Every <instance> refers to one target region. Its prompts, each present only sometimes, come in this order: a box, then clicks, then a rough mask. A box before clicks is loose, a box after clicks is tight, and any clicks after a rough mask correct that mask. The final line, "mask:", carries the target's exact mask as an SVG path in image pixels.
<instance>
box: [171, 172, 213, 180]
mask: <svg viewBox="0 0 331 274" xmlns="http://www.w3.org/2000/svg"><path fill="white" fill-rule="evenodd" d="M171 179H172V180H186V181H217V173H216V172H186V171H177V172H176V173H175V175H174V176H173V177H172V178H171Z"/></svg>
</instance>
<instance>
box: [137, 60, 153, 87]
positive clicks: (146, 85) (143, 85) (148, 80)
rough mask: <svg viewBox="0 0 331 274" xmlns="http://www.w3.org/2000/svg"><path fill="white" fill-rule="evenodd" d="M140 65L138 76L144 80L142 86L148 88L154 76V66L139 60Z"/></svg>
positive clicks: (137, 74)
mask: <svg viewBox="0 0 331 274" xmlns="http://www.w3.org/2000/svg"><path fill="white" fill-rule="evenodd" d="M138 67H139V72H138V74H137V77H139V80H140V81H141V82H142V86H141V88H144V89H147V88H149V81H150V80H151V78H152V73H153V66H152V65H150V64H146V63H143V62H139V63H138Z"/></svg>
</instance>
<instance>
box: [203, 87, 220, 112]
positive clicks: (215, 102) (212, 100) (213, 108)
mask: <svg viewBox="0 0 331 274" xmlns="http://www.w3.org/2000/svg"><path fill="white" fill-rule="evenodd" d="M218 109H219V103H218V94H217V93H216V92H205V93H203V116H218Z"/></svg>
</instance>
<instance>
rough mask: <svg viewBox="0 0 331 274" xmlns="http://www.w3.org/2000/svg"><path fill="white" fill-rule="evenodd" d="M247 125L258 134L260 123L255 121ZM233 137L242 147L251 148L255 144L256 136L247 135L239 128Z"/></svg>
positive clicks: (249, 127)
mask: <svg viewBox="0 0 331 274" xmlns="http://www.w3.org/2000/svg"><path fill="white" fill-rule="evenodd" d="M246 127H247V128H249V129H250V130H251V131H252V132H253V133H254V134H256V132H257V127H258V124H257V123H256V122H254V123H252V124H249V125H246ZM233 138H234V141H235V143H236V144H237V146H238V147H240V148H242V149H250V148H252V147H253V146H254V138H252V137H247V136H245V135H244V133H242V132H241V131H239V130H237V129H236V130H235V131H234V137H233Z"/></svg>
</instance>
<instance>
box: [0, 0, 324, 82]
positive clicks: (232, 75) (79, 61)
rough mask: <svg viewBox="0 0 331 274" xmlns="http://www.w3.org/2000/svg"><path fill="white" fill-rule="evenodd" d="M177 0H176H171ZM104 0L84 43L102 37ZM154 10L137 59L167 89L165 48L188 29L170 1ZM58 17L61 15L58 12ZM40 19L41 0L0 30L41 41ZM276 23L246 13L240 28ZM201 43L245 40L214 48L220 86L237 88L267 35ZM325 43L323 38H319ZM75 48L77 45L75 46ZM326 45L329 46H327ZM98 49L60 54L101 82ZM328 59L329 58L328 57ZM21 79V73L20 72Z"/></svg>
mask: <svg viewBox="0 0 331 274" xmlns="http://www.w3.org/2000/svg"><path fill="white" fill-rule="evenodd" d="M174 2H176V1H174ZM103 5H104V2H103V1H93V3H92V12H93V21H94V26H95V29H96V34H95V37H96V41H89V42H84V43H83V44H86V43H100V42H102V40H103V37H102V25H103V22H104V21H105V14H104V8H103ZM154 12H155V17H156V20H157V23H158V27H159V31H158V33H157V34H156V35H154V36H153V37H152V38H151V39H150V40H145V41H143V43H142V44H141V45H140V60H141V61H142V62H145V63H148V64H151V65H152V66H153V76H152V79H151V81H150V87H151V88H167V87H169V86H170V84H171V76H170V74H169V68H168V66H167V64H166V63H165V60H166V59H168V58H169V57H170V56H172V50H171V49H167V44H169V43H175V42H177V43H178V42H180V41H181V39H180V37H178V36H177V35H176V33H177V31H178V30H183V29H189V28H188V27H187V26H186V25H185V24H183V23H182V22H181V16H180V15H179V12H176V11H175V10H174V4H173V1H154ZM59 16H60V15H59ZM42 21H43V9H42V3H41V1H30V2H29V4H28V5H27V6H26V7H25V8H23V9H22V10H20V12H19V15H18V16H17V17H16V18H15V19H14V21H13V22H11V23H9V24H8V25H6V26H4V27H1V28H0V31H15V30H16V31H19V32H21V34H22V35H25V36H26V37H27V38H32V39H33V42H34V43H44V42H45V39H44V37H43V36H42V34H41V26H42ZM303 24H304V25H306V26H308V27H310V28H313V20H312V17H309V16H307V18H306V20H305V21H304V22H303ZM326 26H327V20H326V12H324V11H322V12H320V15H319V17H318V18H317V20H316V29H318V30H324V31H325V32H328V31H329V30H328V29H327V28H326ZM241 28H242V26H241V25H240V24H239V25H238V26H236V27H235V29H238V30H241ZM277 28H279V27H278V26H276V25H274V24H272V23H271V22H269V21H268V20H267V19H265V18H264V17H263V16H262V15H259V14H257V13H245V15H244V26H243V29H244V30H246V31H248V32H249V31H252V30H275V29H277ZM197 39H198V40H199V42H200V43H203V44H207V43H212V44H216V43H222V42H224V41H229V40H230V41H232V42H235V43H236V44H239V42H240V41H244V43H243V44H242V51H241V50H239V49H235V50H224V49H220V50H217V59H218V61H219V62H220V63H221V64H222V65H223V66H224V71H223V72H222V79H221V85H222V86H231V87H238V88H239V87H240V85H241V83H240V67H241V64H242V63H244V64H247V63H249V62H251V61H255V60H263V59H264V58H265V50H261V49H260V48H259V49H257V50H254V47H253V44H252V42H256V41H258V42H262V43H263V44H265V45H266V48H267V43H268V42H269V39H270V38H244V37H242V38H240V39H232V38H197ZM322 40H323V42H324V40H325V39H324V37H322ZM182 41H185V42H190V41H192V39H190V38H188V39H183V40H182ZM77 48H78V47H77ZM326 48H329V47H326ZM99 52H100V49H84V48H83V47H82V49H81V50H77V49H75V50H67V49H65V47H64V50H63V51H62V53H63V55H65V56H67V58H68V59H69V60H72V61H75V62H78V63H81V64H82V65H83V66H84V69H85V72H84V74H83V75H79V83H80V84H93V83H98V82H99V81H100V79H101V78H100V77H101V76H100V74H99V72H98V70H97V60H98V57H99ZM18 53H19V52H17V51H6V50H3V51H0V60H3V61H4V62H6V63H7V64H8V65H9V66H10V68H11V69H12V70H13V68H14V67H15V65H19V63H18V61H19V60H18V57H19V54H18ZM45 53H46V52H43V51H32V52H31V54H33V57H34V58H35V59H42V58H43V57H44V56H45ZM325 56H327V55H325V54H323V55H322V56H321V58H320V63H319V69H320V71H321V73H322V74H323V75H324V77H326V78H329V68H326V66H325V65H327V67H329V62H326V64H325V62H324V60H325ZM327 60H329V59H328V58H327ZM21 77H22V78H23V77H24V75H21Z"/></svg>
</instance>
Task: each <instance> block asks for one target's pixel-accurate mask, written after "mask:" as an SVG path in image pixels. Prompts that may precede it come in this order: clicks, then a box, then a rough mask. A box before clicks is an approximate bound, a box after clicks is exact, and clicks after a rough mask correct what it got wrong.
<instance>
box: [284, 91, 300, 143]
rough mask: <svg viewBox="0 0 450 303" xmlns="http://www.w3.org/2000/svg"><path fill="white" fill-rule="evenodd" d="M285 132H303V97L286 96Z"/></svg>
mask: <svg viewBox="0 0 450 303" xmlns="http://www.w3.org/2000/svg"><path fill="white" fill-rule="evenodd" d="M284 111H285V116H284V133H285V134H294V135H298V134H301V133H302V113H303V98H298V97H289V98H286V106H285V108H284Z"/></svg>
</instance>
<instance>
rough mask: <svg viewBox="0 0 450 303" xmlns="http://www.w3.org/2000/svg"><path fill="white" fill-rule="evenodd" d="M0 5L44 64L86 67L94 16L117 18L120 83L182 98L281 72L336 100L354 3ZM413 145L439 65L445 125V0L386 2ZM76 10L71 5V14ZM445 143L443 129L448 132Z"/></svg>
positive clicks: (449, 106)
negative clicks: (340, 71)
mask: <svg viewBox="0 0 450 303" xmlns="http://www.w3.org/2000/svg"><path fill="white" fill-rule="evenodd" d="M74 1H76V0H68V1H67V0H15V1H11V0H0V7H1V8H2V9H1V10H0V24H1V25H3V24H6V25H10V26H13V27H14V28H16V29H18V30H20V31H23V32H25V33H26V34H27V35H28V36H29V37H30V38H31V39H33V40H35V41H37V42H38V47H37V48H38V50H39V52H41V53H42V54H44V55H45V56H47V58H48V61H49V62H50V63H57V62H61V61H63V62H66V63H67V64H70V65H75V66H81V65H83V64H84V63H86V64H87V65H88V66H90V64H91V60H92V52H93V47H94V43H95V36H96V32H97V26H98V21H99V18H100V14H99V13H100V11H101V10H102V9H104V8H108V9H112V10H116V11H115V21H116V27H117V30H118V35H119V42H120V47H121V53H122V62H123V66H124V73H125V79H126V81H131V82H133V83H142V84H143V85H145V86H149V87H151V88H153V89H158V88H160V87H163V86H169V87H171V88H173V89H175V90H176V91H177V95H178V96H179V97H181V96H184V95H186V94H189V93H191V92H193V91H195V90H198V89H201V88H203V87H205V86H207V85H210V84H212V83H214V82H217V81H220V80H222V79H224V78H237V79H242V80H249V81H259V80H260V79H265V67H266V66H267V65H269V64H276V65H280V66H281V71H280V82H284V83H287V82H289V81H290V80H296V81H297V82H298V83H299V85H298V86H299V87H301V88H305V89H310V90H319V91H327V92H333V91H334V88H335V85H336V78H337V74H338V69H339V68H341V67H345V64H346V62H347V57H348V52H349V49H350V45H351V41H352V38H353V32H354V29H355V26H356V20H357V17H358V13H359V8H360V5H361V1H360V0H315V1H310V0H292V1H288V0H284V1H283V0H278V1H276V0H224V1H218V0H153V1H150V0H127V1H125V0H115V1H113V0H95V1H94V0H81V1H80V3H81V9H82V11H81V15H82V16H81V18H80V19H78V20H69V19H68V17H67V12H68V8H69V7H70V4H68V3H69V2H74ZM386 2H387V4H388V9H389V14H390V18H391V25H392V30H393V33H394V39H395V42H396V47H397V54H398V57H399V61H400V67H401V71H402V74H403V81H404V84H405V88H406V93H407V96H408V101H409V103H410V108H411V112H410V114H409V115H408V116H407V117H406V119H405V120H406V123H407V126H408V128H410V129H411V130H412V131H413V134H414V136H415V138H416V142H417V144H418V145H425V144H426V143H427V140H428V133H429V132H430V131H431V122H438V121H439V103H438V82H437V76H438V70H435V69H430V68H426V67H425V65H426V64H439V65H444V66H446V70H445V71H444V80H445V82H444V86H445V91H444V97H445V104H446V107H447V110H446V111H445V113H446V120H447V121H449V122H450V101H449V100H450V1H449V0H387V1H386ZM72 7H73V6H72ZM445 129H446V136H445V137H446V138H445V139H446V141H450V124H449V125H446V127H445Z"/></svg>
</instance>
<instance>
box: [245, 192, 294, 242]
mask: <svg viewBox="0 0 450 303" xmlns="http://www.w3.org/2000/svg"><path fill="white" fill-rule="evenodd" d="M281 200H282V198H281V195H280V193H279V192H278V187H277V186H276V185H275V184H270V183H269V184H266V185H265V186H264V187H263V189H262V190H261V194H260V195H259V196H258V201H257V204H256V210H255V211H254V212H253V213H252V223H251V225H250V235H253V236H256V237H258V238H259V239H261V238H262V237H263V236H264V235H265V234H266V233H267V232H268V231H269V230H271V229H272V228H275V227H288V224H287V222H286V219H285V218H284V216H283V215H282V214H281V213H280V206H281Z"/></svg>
______________________________
* DIRECTIONS FOR THIS TASK:
Collect every line of the records that contains the word "positive" and copy each one out.

* WRITTEN RESPONSE:
positive clicks: (146, 85) (143, 85) (148, 80)
positive clicks: (137, 74)
positive clicks: (215, 102) (212, 100) (213, 108)
positive clicks: (249, 127)
positive clicks: (232, 75) (79, 61)
positive clicks: (449, 106)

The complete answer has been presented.